_DOCUMENT PASSAGE_
On returning to work she said: “You are stepping into an environment when everything else was fine, nothing around you had changed but you are a totally different person, trying to fit back in. You get back to being a version of yourself, you learn to cope with it.

“I’m sure from mums I have spoken to you learn to cope with the pain and come to terms with not having the baby, but you never get over it.”

SiMBA was set up in 2005 by a midwife and others to raise money to create ‘memory boxes’ to help families and honour babies who have died, been stillborn or miscarried.

The memory boxes are little treasure chests of mementos such as a hand-sewn blanket on which the baby has rested, a birth acknowledgement certificate, hand and foot prints and in some cases photos. It was introduced to Simpson’s Centre for Reproductive Health in Edinburgh as the result of a donation from a bereaved parent and has since given comfort to many parents through difficult times.

“It’s very much about making memories for people. If you have lost your baby you walk out of the hospital empty-handed. That box is all you have got and all you will ever have. It’s so precious to people, it’s all you’ve got to remember your baby by,” said Mrs McLean.

The charity also makes ‘trees of tranquillity’ where families can remember their lost baby, and raises money for a special private room for families whose babies will not live, where mothers can give birth.

The Borders tree of tranquillity is at Old Gala House, Galashiels, where bereaved families can place a leaf on the tree and take time to remember their baby in a tranquil garden setting.

“You don’t have a grave. It’s a beautiful place, a gorgeous garden and somewhere you can remember,” said Mrs McLean. And she hopes people who have lost babies even decades ago may find peace there: “Twenty, 30, 40 years ago mothers had their baby taken away and that was it.”

SiMBA completed the refurbishment of the en-suite family room, just off the main maternity ward of the BGH, in March last year.

“It’s not a baby ward, husbands are allowed in and it lets the whole family have time. There was another mum in the same situation when I was there, so I didn’t get to use the family room which was fine, she was already in there,” said Mrs McLean.

Some people’ reactions to Mrs McLean’s loss were: “Oh, it’s just a miscarriage”.

“Some people don’t realise as soon as you are past 11-12 weeks, you have to go through labour.

“The support I was given through SiMBA and BGH was really brilliant and got me through what was a really difficult time.”

_RECORDS_
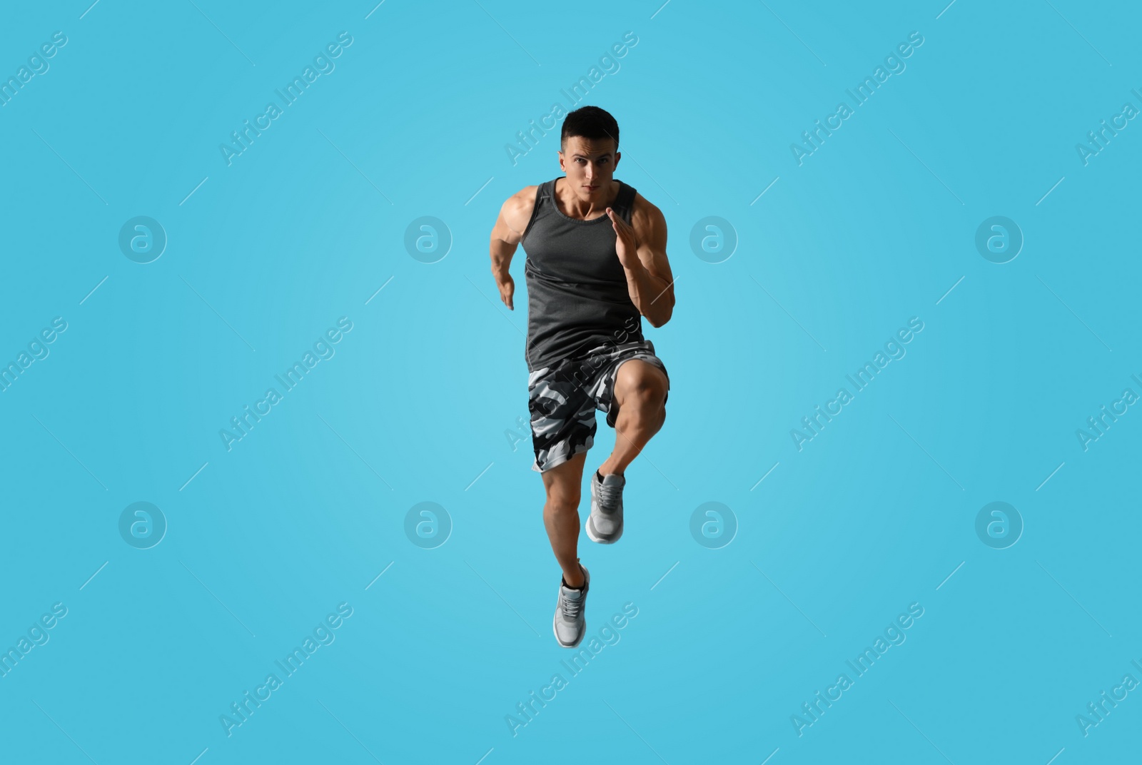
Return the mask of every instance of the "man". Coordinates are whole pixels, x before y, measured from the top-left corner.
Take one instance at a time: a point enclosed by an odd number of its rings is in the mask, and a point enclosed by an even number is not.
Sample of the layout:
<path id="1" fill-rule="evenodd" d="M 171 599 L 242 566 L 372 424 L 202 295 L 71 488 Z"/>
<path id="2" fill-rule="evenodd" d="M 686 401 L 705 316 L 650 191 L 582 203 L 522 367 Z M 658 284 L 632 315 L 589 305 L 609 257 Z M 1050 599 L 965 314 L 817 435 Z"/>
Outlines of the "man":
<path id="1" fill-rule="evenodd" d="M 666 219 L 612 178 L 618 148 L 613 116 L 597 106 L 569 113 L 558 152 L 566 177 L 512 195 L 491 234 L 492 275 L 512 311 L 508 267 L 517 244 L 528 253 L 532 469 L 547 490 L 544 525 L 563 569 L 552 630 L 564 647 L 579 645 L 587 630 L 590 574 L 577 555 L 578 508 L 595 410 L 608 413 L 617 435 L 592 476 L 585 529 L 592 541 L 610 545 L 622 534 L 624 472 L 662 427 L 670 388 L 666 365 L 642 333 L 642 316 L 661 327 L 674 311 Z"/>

==

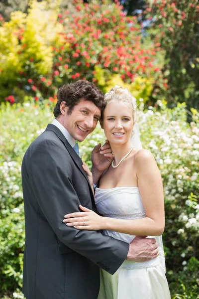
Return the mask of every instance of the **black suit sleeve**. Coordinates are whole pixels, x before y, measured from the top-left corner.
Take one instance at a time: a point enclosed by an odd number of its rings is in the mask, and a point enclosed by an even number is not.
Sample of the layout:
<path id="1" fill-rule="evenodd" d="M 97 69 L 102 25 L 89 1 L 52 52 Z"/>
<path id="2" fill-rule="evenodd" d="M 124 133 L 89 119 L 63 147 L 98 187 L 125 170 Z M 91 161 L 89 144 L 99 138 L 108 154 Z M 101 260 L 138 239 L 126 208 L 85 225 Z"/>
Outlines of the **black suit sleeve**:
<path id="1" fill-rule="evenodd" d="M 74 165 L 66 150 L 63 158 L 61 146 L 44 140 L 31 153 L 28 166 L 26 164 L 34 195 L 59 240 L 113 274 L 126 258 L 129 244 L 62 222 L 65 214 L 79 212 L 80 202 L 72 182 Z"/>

_THE TASK_
Continue the article about the baby loss charity SiMBA from the point where it ends.

_EXERCISE RESULT_
In the UK 11 babies are stillborn every day and recent research put Britain 33rd out of 35 countries in the developed world for stillbirth rates.

“We are not improving. It’s still happening a lot. People think, because it’s never talked about, it doesn’t happen in the Borders. It does.”

Mrs McLean hopes more people will hear about SiMBA: “The worry is that there are families in the Borders who just don’t know the support is there.”

“The chaplain at the hospital is super, he’s a bereavement counsellor and is supporting our work. We are trying to make sure everybody is working together.”

Mrs McLean and Darren are raising money for the charity: “It’s given us something to get our teeth into knowing that we might be helping others in the same situation and giving back to SiMBA after how much they gave to us.

The pair were two of 90 SiMBA supporters who completed the recent Challenge Scotland walk in Edinburgh.

Cabinet-maker Darren will also be doing two cycling sportifs of more than 100 miles, and the 100-mile Tour of Britain ride in September.

“It’s a challenge for him. He’s done one 100-miler before. For him cycling has been a way of getting through it. It’s different for dads – they are looking after the mum as well as going through the loss. It’s something he feels he can do for his daughter.”

And the pair are organising a quiz night in Jedburgh at the end of July.

“It’s really finding a positive way to move forward and not dwelling in the past which can make you so bitter and angry.

“You do have times when you think why did it happen to us? You can’t do anything about it but what you can do is move forward and do something for someone else.”

The support group meets at Old Gala House on the first Wednesday of each month from 7-9pm.